» Task
Can you edit everything from the first line down to the one containing "point(247, 55)", giving only those lines, with "class" changed to "group" and nothing else altered?

* Start *

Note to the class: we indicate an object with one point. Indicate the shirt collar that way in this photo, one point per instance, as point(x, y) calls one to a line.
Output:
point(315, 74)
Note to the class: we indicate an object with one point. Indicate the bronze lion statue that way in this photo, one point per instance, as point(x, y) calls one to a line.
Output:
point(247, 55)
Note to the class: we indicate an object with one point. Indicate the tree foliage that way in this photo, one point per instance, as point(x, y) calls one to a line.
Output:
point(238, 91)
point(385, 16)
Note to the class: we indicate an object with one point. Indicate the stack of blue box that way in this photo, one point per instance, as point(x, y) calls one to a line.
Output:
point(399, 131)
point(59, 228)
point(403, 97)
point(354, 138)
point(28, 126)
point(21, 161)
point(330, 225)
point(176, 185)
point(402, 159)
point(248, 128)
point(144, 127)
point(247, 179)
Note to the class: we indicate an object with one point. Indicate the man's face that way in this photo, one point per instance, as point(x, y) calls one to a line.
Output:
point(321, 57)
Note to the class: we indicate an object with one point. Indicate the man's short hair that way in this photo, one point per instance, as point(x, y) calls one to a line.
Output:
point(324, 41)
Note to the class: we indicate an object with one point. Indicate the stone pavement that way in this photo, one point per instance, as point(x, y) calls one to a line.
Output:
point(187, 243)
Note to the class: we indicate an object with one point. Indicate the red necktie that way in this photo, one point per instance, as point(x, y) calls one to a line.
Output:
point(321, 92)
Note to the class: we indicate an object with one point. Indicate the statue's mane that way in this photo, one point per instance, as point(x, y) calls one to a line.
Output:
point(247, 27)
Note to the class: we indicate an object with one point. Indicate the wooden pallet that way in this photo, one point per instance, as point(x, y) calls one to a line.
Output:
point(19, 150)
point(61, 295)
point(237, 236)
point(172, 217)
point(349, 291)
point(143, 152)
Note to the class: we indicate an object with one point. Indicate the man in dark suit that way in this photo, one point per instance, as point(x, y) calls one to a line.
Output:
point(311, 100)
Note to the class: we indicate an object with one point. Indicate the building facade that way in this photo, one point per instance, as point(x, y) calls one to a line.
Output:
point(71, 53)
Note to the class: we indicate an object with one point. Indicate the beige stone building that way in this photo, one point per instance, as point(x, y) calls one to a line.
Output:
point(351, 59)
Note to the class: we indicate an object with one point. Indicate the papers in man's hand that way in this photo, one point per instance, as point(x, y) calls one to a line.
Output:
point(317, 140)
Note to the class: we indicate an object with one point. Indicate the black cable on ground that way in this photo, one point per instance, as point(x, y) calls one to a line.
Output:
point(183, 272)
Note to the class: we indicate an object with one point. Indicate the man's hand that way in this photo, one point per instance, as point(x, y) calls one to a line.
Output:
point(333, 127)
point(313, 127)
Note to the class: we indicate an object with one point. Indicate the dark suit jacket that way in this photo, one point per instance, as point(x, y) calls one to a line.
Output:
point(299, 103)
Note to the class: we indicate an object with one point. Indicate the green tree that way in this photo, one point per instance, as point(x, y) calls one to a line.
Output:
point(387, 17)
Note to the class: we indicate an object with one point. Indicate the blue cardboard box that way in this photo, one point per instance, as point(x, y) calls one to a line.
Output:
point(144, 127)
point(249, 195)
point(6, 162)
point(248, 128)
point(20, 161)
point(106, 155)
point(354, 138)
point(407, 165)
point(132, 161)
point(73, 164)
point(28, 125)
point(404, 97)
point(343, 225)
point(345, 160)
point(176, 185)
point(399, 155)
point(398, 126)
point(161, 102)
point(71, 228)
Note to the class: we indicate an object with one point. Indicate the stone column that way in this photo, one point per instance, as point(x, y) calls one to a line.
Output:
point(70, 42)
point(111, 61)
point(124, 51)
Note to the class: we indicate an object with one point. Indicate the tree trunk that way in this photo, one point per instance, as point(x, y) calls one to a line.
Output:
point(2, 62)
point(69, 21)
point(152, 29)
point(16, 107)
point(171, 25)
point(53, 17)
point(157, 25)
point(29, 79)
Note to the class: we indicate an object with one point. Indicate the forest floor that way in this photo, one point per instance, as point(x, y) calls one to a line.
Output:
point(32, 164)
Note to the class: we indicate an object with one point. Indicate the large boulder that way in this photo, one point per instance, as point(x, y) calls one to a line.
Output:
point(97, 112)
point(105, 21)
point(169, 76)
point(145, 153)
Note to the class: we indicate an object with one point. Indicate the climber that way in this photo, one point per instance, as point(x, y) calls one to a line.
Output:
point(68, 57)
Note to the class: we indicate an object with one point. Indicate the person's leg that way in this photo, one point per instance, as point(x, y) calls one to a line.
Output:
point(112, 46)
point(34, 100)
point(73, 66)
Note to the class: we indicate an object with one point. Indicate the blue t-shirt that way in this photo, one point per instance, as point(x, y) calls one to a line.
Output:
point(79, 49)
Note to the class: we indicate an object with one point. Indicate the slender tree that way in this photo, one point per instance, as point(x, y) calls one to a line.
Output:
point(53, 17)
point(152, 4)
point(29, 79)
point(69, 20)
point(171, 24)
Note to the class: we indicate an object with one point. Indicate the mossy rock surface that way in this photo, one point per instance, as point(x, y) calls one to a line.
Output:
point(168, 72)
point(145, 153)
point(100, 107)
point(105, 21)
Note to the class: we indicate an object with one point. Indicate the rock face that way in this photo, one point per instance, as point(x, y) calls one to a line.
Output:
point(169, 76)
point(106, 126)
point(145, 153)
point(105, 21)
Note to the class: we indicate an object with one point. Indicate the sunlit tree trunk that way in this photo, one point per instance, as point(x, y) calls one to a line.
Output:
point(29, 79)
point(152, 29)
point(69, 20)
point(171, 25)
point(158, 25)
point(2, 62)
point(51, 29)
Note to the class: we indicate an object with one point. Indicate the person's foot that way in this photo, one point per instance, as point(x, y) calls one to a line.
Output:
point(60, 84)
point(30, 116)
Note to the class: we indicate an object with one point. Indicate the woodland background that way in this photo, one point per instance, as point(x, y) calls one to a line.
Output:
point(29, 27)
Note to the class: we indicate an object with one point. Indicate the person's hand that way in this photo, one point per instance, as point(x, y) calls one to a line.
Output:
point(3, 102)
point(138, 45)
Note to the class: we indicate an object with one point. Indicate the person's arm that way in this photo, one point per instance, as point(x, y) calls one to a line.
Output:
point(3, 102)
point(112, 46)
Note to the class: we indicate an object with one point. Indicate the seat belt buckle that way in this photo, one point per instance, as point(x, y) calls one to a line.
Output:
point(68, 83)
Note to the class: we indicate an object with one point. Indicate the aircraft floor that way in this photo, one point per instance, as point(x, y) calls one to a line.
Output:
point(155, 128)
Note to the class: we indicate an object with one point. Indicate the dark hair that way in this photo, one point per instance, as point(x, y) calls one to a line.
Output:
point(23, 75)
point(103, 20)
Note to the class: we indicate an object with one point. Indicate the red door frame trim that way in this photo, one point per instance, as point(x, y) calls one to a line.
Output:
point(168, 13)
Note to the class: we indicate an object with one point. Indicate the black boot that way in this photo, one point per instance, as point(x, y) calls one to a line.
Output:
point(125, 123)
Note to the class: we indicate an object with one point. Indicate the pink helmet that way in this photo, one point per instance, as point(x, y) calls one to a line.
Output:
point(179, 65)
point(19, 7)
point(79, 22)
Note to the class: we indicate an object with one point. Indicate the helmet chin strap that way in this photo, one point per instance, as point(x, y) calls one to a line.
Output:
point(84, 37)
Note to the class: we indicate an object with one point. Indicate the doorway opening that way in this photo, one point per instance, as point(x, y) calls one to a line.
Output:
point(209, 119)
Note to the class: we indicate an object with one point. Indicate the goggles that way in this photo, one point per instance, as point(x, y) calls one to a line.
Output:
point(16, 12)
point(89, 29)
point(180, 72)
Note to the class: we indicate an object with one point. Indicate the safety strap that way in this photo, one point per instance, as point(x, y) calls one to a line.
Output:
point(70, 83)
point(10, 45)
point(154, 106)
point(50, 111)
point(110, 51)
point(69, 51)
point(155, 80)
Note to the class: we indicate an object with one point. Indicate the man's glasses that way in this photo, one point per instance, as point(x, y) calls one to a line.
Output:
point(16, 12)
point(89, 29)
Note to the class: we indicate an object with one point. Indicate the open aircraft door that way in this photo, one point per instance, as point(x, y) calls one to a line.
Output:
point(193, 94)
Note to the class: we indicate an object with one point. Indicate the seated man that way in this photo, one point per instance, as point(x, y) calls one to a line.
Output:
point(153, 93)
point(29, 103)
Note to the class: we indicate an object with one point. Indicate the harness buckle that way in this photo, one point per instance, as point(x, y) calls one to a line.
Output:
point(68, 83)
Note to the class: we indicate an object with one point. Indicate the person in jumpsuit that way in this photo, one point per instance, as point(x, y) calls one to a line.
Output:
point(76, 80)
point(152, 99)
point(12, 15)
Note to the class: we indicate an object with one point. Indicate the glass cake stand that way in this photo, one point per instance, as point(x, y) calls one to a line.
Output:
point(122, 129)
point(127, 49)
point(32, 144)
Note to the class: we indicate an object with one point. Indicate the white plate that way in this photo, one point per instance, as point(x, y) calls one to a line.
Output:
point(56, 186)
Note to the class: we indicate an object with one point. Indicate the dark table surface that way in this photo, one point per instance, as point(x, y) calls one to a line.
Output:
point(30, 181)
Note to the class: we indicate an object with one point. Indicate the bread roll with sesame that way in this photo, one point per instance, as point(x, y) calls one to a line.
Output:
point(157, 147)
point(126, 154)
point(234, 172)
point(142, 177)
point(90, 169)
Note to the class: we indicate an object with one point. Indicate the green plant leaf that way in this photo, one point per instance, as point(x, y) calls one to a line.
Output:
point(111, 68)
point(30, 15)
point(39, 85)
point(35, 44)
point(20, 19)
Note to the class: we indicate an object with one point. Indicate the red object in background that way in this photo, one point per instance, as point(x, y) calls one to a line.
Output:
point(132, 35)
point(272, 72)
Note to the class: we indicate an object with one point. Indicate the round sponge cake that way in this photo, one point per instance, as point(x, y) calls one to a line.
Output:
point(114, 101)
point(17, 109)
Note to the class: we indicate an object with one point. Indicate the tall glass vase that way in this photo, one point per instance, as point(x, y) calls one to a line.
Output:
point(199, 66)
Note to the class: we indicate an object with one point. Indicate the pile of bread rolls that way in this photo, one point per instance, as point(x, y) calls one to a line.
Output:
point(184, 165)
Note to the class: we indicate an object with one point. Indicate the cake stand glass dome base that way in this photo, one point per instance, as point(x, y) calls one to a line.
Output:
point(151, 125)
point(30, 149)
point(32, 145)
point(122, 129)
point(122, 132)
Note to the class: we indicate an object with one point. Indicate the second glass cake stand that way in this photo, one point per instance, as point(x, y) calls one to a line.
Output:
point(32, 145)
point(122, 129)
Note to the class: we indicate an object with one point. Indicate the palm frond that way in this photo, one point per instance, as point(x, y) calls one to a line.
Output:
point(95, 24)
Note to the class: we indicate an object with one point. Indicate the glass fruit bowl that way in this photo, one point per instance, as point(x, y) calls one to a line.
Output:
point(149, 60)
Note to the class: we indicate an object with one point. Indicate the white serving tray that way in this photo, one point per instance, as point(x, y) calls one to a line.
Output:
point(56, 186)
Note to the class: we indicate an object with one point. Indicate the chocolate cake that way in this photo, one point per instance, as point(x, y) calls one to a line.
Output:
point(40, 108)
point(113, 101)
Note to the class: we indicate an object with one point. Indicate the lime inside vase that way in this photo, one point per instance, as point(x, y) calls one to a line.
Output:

* End *

» The completed task
Note to the group: we indicate an object with one point. Indicate the shirt collar that way in this photo, one point per instance, as point(x, y) calls one to a line.
Output:
point(315, 74)
Note to the group: we indicate an object with one point. Indicate the bronze lion statue that way in this photo, one point per instance, as point(x, y) calls one to a line.
Output:
point(247, 55)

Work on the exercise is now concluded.